「あかん。日本のビジネスマンは。着るものに関心を持っているようには思えない」。こう一喝するのは伊藤忠商事の岡藤正広社長だ。繊維部門の出身で、「アルマーニ」や「トラサルディ」など海外の著名ブランドと次々に提携、ブランドビジネスを育て上げた経験を持ち、ひところは自宅にスーツやジャケットが数百着あったという。「異能の経営者」とも称される岡藤社長に、ファッションとビジネスについて聞いた。

 ――日本のビジネスマンのファッションをどうご覧になりますか。

 「これがあかん。日本のビジネスマンは。例えば、イタリアではみんなおしゃれな服を着ている。靴もね、黒だけではなくて、茶色やコーディネートに合わせておしゃれなものを選んでいる。悪いけど、街を歩く日本のビジネスマンを見ても、着るものに関心を持っているようには思えないんだよね」

 「あれ、なんでなんかなあ。その昔、『男が着るものにチャラチャラするのは……』、ということあったでしょ。今のビジネスマン、いまだにそう思っとるんかな。昔のような『着るものにお金を使うことを潔しとしない』、そんなのがまだ残っているんじゃないかな。でも、若い人はそうじゃなくなったでしょ」

 「けど、ほんとうに、なんで服装に関心持たないんやろうなあ。余裕がないんやろか。ぼくは結構気を使っている。今の春夏物だって20着以上買っているんだよ。スーツは11着、これは前からイタリアでオーダーしていた。それとジャケット。(ベルギーの高級紳士服地ブランドで、日本法人が伊藤忠子会社の)スキャバルでつくったのが7着くらいあったかなあ。ほかのメーカーのやつも5着くらいあるからね」

 「だからもう、いままでのやつは全部じゃないけど、専門業者に引き取ってもらった。30万円くらいのやつで、ほとんど着ていないやつが3000円やで。小型トラック1台分になるくらい、いろいろ引き取ってもらったけど全部で10万円。もう、『へー』って感じや(笑)」

ファッションだけにとどまらない、デザイン・ブランドの劣後
「いつも引き合いに出す話があって、東北のあるメーカーがフランスの高級婦人服ブランドに生地を納めていたんだけど、1メートルあたり5000円の生地が、スーツになると150万円。その生地がなければそのブランドの服はできないのに、1着分3メートルとして生地のコストは製品のわずか1%。こういうところが日本のファッションビジネスの壁なんですよ」

☆ ☆ ☆

練習問題 ->
**a.** 岡藤社長のインタビューで、東北のメーカーが納めていた生地は1メートルあたりいくらで、スーツになるといくらになると書かれていますか。
**b.** 次の(i)〜(iii)が岡藤社長のインタビューの内容と合っているか、それぞれ「はい」か「いいえ」で答え、決め手になる本文の言葉をそのまま引用してください。
(i) 岡藤社長は繊維部門の出身である。
(ii) 専門業者に引き取ってもらった服は、全部で30万円になった。
(iii) 岡藤社長は、若い人も昔と同じ考えのままだと言っている。
**c.** 岡藤社長のインタビューを、最後の発言のあとから続けて書いてください。
このあとの行は、ページ抜粋とは関係のない別の資料です。

提供データ ->
☆ ☆ ☆

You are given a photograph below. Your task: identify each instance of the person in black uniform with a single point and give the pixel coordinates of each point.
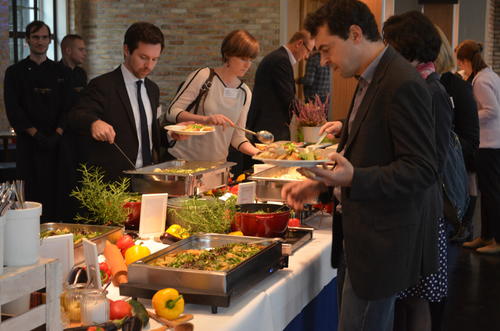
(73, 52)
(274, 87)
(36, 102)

☆ ☆ ☆

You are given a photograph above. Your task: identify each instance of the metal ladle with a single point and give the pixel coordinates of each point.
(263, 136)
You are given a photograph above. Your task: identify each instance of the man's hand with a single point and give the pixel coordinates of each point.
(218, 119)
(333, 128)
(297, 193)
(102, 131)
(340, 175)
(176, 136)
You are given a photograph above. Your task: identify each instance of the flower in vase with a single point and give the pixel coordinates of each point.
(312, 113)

☆ ☆ ☆

問題の答え ->
**a.** 1メートルあたり5000円の生地が、スーツになると150万円になります。

**b.**
(i) はい。「繊維部門の出身で」
(ii) いいえ。「全部で10万円」
(iii) いいえ。「でも、若い人はそうじゃなくなったでしょ」

**c.**
 「いい素材をつくって、きちっとした素晴らしい縫製もできるけど、ブランドという、ソフト面でのギャップというのが、なかなか追いつけない。それは繊維・ファッションだけじゃない」

 「例えば昔なら、海外の一流ホテルにあるテレビは、ソニーとかシャープやパナソニックでしたよね。それが今は違って、韓国のサムスン電子、LG電子」

 「だけど、サムスン、LGというのも基本的にはアセンブリーで、じゃあ、何が評価されているのかといったら、そのデザインとブランドなんですよね。日本のファッション産業と同じことが、ほかの産業でも起こっているんです」

 「これは日本人の欠点、弱点なんですよね。これを何とかできないかなあと。これだけ技術があって、素材だけじゃなくって、半導体から何から、いろんなものが世界に出ているけれども、しょせんは部品なんです」

 「アセンブリーメーカーはそれがなければやっていけないのに、安く買いたたいていく。それで、日本の電機メーカーは、みんな苦しんでいる。サムスンなんか、いつのまにかブランドがよくなっとる。『それはなぜ?』ということやね」

 「ものづくりを一生懸命やる、というのも大事だけれども、やっぱり、デザインとかね、ブランドとか、そういったものが、日本の場合は遅れているのではないか、という気がするね」

 ――どうしたら感性を育むことができますか。

 「問題は感性だけでもないんだよ。同じアジアでね、韓国が日本を追い抜いているわけやから。『なぜそうなったのか』ということを研究してやれば、日本もできると思う。別に日本人の感性が衰えたわけやないからね」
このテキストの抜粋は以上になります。